*PASSAGE PROVIDED*.
Update: As if he was reading my mind, Ian Hickson posted Why document.write() doesn’t work in XML just a few days before I posted this. Since the Google AdSense script uses document.write() to create the <iframe>, it won’t work in documents served as application/xhtml+xml. Pretty obvious once you think about it. That leads to the next question: is there something that could be used instead of document.write(), and could be suggested to Google?

Update 2: I have updated the PHP content negotiation script to send a Vary header. Not sure how to do that with ASP, so I’d appreciate if somebody could fill me in. I also added a link to the more advanced script at Keystone Websites.

Update 3: I have contacted Google AdSense tech support about the document.write + XHTML problem, and was informed that their engineers are currently working on a solution to the problem.

Update 4: Simon Jessey has come up with a workaround which is looking pretty good. An explanation can be found in Making AdSense work with XHTML.

Posted on August 8, 2004 in (X)HTML

Comments

  1. In firefox you can right click the google ad and select: This Frame > Open Frame in New Tab. You can then validate this page which would tell you if thats the problem.

    I’ve just done this, and it fails to validate. But should this stop the main page thats calls the iFrame from validating??

  2. Note that the document you are pointing to is in fact a W3C NOTE and not normative in any way (non-normative would be the appropriate term, you should not quote from it, without mentioning that). According to RFC 3023 IIRC ‘application/xhtml+xml’ MUST be used.

  3. xHTML documents follow a different standard when using javascript. You will find that document.write statements will not work whatsoever.

*PROMPT A*.
Copy the part of the AdSense and XHTML post that opens with the words containing "1. In firefox" and closes with "not work whatsoever.", changing "validate" to "check".
*PROMPT B*.
According to the AdSense and XHTML post, what does the Google AdSense script use to create the <iframe>?

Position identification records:

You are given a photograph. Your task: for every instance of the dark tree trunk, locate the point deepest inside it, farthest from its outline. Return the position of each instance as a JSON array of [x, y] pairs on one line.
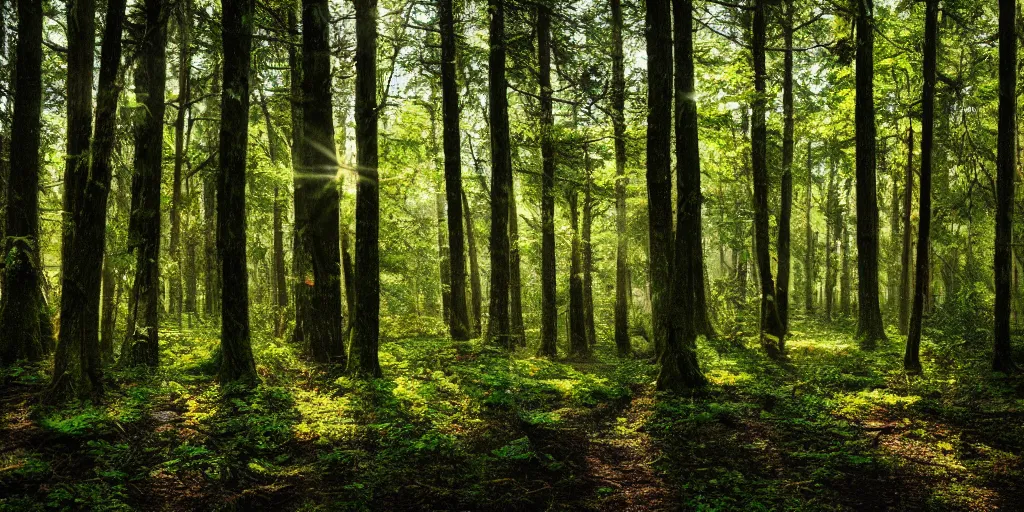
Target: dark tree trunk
[[549, 298], [658, 29], [110, 309], [459, 328], [623, 344], [474, 267], [1007, 159], [316, 214], [680, 369], [366, 328], [501, 180], [785, 215], [588, 251], [184, 72], [517, 329], [869, 328], [771, 328], [579, 347], [141, 346], [22, 332], [911, 357], [77, 371], [904, 281], [237, 360], [809, 243]]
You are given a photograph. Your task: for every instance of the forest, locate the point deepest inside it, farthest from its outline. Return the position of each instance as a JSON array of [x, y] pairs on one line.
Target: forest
[[554, 255]]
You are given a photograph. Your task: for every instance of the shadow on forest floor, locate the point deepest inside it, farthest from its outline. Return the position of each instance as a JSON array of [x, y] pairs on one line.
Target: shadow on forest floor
[[461, 426]]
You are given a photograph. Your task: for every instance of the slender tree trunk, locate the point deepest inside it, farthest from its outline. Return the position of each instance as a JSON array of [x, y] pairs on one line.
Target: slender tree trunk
[[809, 244], [184, 72], [474, 267], [904, 282], [588, 251], [316, 214], [658, 30], [77, 371], [785, 215], [237, 360], [501, 184], [680, 369], [623, 343], [1003, 354], [459, 328], [869, 328], [911, 357], [142, 344], [366, 328], [771, 328], [579, 347]]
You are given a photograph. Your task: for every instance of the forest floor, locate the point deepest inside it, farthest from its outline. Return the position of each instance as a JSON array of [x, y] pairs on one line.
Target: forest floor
[[461, 426]]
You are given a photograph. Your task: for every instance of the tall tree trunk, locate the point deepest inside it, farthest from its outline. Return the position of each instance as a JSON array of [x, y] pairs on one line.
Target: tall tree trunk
[[367, 323], [785, 215], [904, 282], [77, 371], [911, 357], [460, 328], [680, 369], [1003, 355], [549, 298], [184, 72], [869, 328], [316, 193], [658, 25], [771, 328], [579, 347], [474, 267], [237, 353], [501, 181], [588, 251], [623, 344], [142, 344], [809, 243]]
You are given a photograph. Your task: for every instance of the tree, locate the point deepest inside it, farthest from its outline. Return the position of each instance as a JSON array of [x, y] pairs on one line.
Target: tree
[[680, 369], [316, 214], [237, 355], [619, 126], [501, 180], [367, 322], [911, 358], [658, 29], [142, 343], [22, 336], [869, 328], [772, 333], [459, 327], [1007, 165]]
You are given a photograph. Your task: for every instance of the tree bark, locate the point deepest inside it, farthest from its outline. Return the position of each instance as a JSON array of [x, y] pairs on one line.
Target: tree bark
[[911, 357], [501, 181], [623, 344], [366, 328], [869, 328], [316, 215], [142, 343], [1007, 165], [785, 215], [237, 360], [549, 290], [680, 369], [772, 334], [459, 327], [658, 32]]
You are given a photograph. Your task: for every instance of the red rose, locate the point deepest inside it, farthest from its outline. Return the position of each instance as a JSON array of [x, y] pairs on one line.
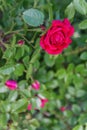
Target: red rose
[[58, 37]]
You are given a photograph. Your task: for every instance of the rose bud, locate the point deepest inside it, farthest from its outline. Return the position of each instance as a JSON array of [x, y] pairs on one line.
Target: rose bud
[[43, 102], [57, 37], [21, 42], [11, 84], [29, 107], [62, 109], [36, 85], [42, 27]]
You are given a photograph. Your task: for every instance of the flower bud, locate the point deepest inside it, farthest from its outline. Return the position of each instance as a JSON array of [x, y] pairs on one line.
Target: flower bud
[[11, 84], [29, 107]]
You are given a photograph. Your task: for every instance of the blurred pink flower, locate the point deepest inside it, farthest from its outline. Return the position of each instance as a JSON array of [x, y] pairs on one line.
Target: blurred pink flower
[[20, 42], [62, 109], [11, 84], [29, 107], [43, 102], [36, 85], [43, 27]]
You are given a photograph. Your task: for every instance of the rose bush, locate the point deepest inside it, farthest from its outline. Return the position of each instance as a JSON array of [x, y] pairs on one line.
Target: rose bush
[[42, 88]]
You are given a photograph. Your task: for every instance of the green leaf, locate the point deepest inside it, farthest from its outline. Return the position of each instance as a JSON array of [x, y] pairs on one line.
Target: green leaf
[[83, 56], [9, 53], [19, 106], [80, 6], [83, 24], [49, 60], [80, 93], [33, 17], [70, 11]]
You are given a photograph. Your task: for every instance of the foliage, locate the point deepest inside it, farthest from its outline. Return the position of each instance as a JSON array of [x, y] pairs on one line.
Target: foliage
[[63, 77]]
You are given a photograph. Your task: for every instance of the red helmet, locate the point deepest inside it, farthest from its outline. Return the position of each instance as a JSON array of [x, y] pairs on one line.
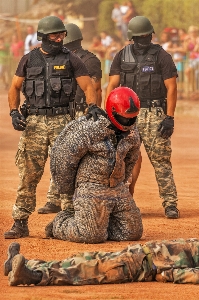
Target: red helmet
[[122, 107]]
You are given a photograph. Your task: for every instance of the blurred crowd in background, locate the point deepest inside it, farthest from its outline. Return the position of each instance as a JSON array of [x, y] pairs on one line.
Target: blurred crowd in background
[[182, 44]]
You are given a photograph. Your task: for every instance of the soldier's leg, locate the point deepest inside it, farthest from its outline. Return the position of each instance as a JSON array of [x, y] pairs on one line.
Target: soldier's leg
[[176, 260], [135, 174], [92, 205], [31, 158], [54, 199], [81, 269], [159, 153], [125, 220]]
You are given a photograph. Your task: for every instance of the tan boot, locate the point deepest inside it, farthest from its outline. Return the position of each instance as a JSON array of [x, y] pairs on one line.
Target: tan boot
[[13, 250], [20, 274], [18, 230]]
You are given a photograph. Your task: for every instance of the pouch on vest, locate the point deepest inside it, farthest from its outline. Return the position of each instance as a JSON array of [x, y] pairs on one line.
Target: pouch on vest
[[144, 86], [127, 77], [67, 86], [33, 72], [39, 88], [155, 85]]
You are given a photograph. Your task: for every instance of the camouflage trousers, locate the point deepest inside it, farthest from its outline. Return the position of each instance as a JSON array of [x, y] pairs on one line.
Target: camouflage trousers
[[178, 260], [33, 150], [159, 152], [100, 213], [65, 201]]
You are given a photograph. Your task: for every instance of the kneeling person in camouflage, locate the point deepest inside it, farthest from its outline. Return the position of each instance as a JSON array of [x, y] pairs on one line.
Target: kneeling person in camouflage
[[174, 261], [90, 162]]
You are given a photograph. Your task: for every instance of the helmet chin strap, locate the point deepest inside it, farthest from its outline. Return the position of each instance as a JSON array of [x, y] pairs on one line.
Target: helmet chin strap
[[141, 42], [51, 47]]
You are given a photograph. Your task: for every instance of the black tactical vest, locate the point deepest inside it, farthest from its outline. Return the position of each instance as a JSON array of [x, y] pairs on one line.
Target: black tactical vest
[[49, 81], [141, 73], [80, 97]]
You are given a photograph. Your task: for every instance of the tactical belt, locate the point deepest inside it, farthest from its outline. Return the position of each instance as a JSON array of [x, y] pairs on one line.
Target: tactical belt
[[49, 111], [151, 103]]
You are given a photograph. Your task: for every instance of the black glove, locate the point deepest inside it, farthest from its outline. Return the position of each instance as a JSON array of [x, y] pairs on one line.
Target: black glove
[[166, 127], [18, 121], [94, 111]]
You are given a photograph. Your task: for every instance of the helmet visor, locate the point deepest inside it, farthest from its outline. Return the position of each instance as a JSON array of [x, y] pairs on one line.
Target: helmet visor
[[124, 121]]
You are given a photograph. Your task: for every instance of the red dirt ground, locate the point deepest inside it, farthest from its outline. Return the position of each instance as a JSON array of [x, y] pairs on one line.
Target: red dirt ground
[[185, 159]]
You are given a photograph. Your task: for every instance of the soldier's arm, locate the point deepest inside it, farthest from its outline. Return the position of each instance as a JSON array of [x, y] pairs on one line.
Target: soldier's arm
[[14, 92], [114, 82], [171, 86], [86, 85], [97, 86]]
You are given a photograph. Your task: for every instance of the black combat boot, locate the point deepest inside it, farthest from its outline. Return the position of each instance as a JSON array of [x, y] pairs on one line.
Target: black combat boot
[[49, 208], [49, 230], [13, 250], [20, 274], [171, 212], [18, 230]]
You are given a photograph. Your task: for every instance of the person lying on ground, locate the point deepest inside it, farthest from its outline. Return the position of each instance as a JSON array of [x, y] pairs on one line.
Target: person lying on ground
[[174, 261], [91, 162]]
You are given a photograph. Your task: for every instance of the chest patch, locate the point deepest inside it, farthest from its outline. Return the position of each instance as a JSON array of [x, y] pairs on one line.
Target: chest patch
[[62, 67], [148, 69]]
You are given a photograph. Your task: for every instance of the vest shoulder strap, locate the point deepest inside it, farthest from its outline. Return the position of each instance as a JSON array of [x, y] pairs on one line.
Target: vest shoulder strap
[[127, 55], [84, 54]]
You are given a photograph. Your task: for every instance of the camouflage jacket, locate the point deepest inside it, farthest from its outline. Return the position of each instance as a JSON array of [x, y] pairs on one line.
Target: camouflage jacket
[[88, 151]]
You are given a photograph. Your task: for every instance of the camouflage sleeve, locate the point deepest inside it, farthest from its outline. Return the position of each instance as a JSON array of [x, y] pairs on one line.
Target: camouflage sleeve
[[70, 146], [133, 154]]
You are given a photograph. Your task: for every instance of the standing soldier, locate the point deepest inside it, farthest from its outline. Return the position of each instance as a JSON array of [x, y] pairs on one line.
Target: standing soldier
[[90, 162], [73, 42], [151, 73], [47, 76]]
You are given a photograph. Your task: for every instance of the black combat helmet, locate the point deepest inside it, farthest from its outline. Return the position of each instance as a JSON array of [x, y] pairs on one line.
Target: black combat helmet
[[138, 26], [73, 33], [50, 24]]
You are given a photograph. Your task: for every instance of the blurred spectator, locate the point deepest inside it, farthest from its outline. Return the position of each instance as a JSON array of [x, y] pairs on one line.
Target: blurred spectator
[[16, 52], [178, 54], [182, 34], [115, 46], [105, 38], [58, 13], [191, 46], [165, 40], [31, 40], [117, 19], [97, 48], [124, 7], [191, 39], [127, 16], [16, 47], [4, 63]]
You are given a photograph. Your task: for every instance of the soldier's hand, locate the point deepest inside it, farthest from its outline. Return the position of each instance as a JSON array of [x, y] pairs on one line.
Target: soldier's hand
[[166, 127], [95, 111], [18, 121]]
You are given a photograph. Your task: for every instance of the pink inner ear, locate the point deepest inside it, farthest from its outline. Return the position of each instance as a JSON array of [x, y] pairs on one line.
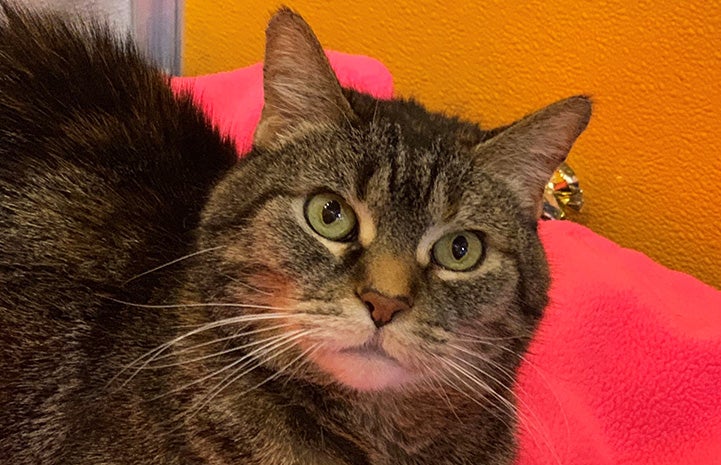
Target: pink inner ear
[[234, 99]]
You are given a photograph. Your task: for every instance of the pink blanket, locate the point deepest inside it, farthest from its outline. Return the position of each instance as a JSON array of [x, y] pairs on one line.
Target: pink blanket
[[626, 368]]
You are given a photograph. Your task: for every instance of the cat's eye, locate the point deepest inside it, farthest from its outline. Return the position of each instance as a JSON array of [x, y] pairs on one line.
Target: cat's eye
[[331, 217], [459, 251]]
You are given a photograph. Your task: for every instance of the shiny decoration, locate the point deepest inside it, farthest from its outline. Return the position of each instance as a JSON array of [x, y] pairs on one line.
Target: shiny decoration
[[562, 194]]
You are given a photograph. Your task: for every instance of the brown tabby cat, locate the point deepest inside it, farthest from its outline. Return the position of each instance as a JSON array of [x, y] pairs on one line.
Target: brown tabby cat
[[359, 289]]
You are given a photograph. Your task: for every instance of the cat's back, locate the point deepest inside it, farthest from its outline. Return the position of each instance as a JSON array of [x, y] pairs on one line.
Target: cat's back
[[95, 150], [103, 172]]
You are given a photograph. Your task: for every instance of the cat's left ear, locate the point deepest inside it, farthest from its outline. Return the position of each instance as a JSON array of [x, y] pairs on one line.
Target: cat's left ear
[[299, 84], [527, 152]]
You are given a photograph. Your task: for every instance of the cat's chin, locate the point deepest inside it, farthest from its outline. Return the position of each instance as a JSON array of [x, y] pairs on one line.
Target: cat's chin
[[364, 369]]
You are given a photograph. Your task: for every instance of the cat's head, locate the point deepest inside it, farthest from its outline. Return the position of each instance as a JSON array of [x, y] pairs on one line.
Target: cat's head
[[382, 246]]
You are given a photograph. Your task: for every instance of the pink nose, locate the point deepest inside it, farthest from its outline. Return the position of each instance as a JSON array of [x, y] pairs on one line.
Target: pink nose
[[383, 308]]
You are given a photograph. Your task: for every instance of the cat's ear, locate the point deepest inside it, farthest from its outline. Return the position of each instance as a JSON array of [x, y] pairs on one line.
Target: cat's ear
[[299, 84], [527, 152]]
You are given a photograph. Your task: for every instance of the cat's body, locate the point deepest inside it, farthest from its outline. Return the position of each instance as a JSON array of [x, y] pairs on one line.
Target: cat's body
[[105, 175]]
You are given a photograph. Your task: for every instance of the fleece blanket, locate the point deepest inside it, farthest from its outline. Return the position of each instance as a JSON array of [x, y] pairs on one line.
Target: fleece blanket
[[626, 367]]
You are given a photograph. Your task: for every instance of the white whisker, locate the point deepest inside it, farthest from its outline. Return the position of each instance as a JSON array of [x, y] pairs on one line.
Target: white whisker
[[172, 262]]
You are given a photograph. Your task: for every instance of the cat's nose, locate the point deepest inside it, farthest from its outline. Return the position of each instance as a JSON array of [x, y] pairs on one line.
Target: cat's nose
[[382, 308]]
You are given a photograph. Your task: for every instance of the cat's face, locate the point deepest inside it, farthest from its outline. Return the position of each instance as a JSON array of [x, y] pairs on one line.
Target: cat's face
[[390, 248]]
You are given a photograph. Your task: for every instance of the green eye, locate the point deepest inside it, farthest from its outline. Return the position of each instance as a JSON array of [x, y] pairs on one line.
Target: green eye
[[459, 251], [331, 217]]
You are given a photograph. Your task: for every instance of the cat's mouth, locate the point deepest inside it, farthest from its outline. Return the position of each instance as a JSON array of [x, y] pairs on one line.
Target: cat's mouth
[[367, 367], [371, 349]]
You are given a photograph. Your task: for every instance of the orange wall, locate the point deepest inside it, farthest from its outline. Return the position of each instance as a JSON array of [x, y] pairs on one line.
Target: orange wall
[[650, 162]]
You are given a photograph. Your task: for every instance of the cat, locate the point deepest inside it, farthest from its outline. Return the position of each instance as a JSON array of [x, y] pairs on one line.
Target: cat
[[359, 289]]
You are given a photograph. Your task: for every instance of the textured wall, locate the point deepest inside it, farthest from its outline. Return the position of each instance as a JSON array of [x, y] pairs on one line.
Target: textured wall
[[650, 161]]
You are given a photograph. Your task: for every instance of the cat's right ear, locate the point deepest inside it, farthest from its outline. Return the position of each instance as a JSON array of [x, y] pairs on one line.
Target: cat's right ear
[[299, 85]]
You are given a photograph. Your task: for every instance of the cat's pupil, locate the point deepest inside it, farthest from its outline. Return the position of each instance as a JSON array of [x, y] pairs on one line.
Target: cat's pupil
[[459, 248], [331, 211]]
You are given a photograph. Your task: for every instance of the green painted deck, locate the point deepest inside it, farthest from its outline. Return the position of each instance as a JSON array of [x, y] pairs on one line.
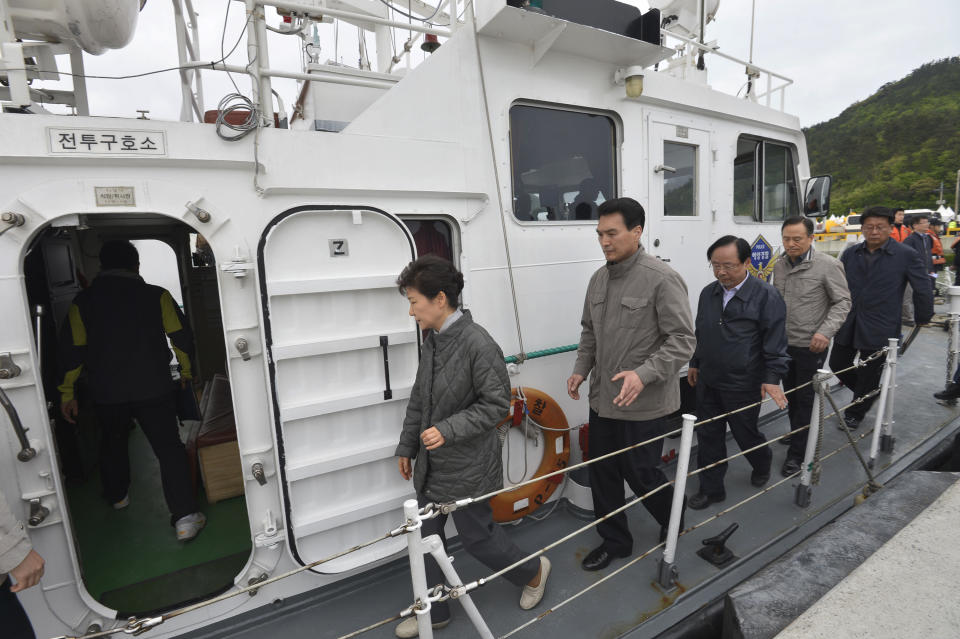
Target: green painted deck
[[131, 560]]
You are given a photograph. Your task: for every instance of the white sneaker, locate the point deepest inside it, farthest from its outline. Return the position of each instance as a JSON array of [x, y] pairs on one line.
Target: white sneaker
[[408, 628], [189, 526], [531, 595]]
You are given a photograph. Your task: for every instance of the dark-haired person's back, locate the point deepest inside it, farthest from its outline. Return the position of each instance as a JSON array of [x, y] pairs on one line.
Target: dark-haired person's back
[[878, 271], [116, 332]]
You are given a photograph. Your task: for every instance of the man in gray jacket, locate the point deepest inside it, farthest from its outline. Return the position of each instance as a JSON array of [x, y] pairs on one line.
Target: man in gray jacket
[[19, 560], [637, 334], [814, 287]]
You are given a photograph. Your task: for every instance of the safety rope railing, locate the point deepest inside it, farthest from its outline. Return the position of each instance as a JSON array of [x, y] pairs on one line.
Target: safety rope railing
[[449, 507], [443, 593]]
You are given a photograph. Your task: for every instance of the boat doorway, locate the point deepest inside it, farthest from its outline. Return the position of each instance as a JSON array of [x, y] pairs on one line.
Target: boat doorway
[[129, 557]]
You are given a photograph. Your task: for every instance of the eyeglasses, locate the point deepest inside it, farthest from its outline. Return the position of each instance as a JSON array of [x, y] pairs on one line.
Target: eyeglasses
[[724, 267]]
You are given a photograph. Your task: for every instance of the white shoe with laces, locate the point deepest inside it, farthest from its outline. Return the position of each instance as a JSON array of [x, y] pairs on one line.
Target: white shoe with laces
[[190, 526], [409, 628], [532, 595]]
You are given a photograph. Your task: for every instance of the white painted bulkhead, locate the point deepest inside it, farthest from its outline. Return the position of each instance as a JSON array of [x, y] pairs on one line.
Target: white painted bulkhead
[[422, 149]]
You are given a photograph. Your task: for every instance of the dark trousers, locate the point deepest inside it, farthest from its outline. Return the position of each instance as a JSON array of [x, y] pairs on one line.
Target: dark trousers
[[485, 541], [804, 363], [14, 623], [158, 419], [638, 467], [860, 380], [712, 437]]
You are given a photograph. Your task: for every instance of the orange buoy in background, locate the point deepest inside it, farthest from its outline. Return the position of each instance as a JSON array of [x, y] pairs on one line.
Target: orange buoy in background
[[544, 412]]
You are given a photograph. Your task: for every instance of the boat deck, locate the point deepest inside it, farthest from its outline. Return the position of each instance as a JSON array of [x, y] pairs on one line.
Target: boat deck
[[629, 603]]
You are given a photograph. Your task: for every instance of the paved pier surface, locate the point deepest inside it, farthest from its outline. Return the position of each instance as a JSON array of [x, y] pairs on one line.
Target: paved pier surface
[[907, 588]]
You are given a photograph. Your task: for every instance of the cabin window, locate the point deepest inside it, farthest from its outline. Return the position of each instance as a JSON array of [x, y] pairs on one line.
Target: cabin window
[[563, 163], [772, 165], [680, 186]]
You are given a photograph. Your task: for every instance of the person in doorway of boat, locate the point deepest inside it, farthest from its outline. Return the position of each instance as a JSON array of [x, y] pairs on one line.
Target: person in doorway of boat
[[878, 270], [922, 243], [116, 332], [741, 356], [637, 332], [460, 394], [19, 560], [900, 231], [814, 288]]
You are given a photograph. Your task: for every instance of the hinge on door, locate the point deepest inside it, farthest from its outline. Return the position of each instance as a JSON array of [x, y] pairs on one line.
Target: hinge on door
[[271, 535]]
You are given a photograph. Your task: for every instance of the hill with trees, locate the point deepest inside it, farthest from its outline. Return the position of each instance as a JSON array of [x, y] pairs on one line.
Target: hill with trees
[[895, 147]]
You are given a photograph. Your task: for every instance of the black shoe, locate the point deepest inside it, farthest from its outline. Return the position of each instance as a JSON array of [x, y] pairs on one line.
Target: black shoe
[[702, 500], [952, 391], [790, 466], [851, 422], [759, 479], [599, 558]]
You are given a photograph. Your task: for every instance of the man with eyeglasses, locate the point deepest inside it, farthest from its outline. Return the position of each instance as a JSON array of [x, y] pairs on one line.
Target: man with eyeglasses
[[878, 270], [815, 291], [741, 356]]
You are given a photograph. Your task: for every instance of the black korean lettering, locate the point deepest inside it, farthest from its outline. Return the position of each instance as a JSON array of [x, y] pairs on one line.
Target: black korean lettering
[[67, 141]]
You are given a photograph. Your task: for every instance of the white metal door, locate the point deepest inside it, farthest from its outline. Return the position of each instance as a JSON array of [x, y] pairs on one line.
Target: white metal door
[[333, 315], [680, 220]]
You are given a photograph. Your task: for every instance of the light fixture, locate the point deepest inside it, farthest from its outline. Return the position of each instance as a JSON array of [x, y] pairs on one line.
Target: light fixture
[[430, 43], [634, 85]]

*CORRECT RESPONSE A*.
1. In firefox you can right click the google ad and select: This Frame > Open Frame in New Tab. You can then check this page which would tell you if thats the problem.

    I’ve just done this, and it fails to check. But should this stop the main page thats calls the iFrame from validating??

  2. Note that the document you are pointing to is in fact a W3C NOTE and not normative in any way (non-normative would be the appropriate term, you should not quote from it, without mentioning that). According to RFC 3023 IIRC ‘application/xhtml+xml’ MUST be used.

  3. xHTML documents follow a different standard when using javascript. You will find that document.write statements will not work whatsoever.

*CORRECT RESPONSE B*.
document.write()